* **Task to complete**
Every record must come back exactly as given.

Referring expression data
+ + + + +
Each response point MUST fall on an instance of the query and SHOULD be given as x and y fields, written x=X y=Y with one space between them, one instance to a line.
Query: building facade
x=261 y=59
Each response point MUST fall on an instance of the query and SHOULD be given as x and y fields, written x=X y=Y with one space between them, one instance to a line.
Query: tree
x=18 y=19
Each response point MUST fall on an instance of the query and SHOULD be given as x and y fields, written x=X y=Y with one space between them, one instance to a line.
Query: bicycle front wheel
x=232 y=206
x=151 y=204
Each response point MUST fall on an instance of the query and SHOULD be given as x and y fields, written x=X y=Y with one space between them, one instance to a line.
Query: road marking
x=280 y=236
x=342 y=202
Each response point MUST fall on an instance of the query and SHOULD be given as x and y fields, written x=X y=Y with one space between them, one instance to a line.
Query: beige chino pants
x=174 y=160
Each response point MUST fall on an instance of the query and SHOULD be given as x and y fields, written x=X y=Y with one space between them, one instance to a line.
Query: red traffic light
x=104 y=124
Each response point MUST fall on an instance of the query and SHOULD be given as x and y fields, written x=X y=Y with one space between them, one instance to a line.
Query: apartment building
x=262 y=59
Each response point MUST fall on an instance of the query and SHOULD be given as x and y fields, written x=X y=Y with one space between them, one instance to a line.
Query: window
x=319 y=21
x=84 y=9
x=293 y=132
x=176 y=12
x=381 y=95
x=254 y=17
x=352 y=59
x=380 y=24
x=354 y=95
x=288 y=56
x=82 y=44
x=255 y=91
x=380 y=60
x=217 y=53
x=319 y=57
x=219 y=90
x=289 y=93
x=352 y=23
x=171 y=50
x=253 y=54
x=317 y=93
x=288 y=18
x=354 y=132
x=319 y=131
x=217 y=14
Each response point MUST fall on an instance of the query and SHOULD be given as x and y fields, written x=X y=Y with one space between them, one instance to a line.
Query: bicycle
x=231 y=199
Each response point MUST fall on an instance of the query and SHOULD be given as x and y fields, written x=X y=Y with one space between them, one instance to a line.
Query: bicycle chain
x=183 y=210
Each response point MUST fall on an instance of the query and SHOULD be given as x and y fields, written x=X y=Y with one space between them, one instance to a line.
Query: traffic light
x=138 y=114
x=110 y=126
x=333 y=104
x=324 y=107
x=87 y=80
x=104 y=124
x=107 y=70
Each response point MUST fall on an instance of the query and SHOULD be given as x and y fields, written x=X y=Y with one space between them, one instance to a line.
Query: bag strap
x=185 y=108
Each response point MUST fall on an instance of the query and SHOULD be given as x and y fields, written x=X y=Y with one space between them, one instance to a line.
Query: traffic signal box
+ + + + +
* **Exercise response**
Each response point MUST fall on an instance of the query and SHOULD be given as x and y fields, written x=X y=Y with one space between them, one instance to a line.
Query: building facade
x=261 y=59
Each response point MUST fall on an instance of the query and SHOULD be given as x and y fields, written x=X y=Y with one space between them, one instance to a line.
Query: tree
x=18 y=19
Each response point MUST fall on an instance of the query and SHOULD be given as x and y fields, written x=X y=Y with one space between them, one instance to a line.
Query: bicycle front wheel
x=232 y=206
x=151 y=204
Each response point MUST fall on an instance of the query and SHOULD be given as x and y fields, written x=X y=Y with one space between them, one instance to a line.
Query: road marking
x=280 y=236
x=342 y=202
Each response point MUST fall on an instance of the query and SHOULD be given as x and y fields, written x=X y=Y with one space between them, one instance to a line.
Query: beige chino pants
x=174 y=160
Each response point MUST fall on an instance of the query and SHOULD be given as x and y fields, written x=X y=Y with one space between them, one instance to a line.
Query: red traffic light
x=104 y=124
Each response point MUST fall on an instance of the query and SHOULD be given as x and y fields, written x=X y=Y with one space between them, one instance to a line.
Query: apartment building
x=262 y=59
Each response point MUST fall on an instance of the query and SHOULD be given as x and y fields, written x=X y=Y with one space between them, one instance to a line.
Query: window
x=319 y=21
x=84 y=9
x=293 y=132
x=176 y=12
x=381 y=95
x=254 y=17
x=352 y=59
x=380 y=24
x=354 y=95
x=288 y=56
x=82 y=44
x=255 y=91
x=380 y=60
x=217 y=53
x=319 y=57
x=219 y=90
x=289 y=93
x=352 y=23
x=171 y=50
x=253 y=54
x=317 y=93
x=288 y=18
x=354 y=132
x=319 y=131
x=217 y=14
Each response point MUST fall on an instance of the query and SHOULD be given as x and y fields, written x=X y=Y with one space between them, one instance to a line.
Query: bicycle
x=231 y=199
Each response point MUST fall on an instance of the query and SHOULD be given as x and y fields, written x=X y=Y with one space between them, one instance to a line.
Query: bicycle chain
x=183 y=210
Each response point MUST fall on an instance of the query and SHOULD be given as x and y fields, written x=X y=Y with one space between them, one instance to a line.
Query: traffic light
x=138 y=114
x=110 y=126
x=333 y=104
x=324 y=107
x=87 y=80
x=104 y=124
x=107 y=70
Each response point MUST fall on an instance of the query and SHOULD be given as x and y fields, written x=X y=Y with one space between them, one instance to a line.
Query: bag strap
x=185 y=108
Each response point MUST fall on an instance of the query and SHOULD be given as x and y fields, written x=X y=Y with one space between them, one instance to a line.
Query: traffic signal box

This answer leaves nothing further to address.